**DOCUMENT TEXT**
Segment Open

How GLOW relates to KLOW
GLOW is frequently discussed alongside a closely related four-component blend called KLOW. The relationship is straightforward arithmetic at the level of ingredients: KLOW is GLOW plus one additional peptide, KPV. KPV is a synthetic tripeptide (lysine-proline-valine) corresponding to the C-terminal fragment of the larger α-melanocyte–stimulating hormone (α-MSH) sequence. So the two blends share the same GHK-Cu / BPC-157 / TB-500 base, and the only structural difference is the presence or absence of that fourth tripeptide.
Put simply:
- GLOW = GHK-Cu + BPC-157 + TB-500 (three components).
- KLOW = GHK-Cu + BPC-157 + TB-500 + KPV (four components).
If you want the version that adds the KPV tripeptide, the KLOW blend is the corresponding four-component product. Choosing between them is a question of which set of research molecules a given study design calls for.
Frequently asked questions
What is the GLOW stack made of?
The GLOW stack is a research blend of three distinct peptides: GHK-Cu (a copper-binding tripeptide), BPC-157 (a 15-amino-acid pentadecapeptide), and TB-500 (a fragment corresponding to the actin-binding region of thymosin β-4). They are chemically unrelated molecules supplied together in one vial.
What does GHK-Cu stand for?
GHK-Cu denotes the copper(II) complex of the tripeptide glycyl-L-histidyl-L-lysine. “GHK” is the single-letter shorthand for that glycine–histidine–lysine sequence, and “Cu” is the chemical symbol for copper, which the peptide binds.

Segment Closed

**GIVEN DATA**
Segment Open

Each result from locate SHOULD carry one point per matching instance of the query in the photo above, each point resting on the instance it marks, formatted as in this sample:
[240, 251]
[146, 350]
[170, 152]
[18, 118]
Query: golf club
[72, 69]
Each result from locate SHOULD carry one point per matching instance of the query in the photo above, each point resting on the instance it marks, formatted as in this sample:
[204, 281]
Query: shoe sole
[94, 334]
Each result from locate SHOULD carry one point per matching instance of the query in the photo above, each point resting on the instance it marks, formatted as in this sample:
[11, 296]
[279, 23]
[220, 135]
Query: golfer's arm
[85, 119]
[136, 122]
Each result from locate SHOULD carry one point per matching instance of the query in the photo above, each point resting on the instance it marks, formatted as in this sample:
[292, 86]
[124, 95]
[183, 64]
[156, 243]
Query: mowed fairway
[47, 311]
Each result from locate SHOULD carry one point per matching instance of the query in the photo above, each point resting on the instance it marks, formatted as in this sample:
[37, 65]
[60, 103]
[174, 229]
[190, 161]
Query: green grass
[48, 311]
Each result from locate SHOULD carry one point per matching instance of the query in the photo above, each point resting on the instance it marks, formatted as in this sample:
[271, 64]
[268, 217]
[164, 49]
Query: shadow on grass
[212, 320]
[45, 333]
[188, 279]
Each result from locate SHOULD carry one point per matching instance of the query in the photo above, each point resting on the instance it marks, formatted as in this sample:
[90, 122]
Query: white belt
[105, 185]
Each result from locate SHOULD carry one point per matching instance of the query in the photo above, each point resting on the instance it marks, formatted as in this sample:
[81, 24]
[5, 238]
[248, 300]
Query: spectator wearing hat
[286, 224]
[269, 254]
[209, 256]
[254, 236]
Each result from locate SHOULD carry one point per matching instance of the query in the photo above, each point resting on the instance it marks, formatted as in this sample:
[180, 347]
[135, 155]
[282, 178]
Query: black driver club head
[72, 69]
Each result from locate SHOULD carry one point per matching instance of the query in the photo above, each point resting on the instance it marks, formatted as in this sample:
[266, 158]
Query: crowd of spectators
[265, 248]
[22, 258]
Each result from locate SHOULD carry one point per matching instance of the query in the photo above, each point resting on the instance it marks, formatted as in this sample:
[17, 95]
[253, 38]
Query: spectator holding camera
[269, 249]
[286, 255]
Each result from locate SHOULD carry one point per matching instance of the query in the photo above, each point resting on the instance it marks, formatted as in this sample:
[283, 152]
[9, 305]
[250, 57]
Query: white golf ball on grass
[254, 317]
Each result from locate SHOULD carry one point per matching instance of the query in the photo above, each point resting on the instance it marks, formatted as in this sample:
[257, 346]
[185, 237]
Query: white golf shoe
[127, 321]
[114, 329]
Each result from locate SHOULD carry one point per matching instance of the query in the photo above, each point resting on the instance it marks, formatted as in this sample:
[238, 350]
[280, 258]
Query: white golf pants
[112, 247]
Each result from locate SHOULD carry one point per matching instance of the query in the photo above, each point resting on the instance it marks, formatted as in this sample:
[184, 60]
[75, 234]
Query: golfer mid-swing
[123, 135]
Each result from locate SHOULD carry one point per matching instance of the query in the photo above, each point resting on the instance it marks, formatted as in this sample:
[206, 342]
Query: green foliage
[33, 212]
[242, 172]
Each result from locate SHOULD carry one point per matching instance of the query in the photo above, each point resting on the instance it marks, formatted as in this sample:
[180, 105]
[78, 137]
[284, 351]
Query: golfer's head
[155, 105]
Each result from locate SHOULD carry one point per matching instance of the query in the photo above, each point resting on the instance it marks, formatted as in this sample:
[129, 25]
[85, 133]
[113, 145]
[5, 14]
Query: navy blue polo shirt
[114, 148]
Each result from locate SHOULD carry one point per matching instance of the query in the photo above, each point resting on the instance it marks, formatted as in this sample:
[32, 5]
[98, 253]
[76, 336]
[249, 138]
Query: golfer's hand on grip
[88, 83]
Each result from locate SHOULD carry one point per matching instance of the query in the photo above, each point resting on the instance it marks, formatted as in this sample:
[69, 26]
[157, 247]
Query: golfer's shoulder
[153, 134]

Segment Closed

**INSTRUCTIONS**
**A)** In the text on the GLOW and KLOW peptide blends, which additional peptide distinguishes KLOW from GLOW?
**B)** Extend the text on the GLOW and KLOW peptide blends, picking up after its final sentence.

**RESPONSES IN ORDER**
**A)** KPV, a synthetic tripeptide (lysine-proline-valine).

**B)**
What does BPC-157 stand for?
BPC stands for “Body Protection Compound.” BPC-157 is a synthetic pentadecapeptide whose sequence corresponds to a fragment of a protein originally identified in gastric juice.
Is TB-500 the same as thymosin beta-4?
No. Thymosin β-4 is the full 43-amino-acid protein. TB-500 is a synthetic peptide corresponding to its shorter actin-binding motif, so it is a fragment or analog of the parent protein rather than the complete molecule.
What is the difference between GLOW and KLOW?
KLOW is GLOW with one additional peptide. Both contain GHK-Cu, BPC-157, and TB-500; KLOW also includes KPV, a lysine-proline-valine tripeptide derived from the α-MSH sequence.
Are these peptides approved for human use?
No. GHK-Cu, BPC-157, and TB-500 are research compounds studied in laboratory and animal models, and the products discussed here are intended for laboratory research only, not for human or veterinary use.
References
- Pickart L, et al. GHK Peptide as a Natural Modulator of Multiple Cellular Pathways in Skin Regeneration. BioMed Research International. 2015. PMID: 26236730.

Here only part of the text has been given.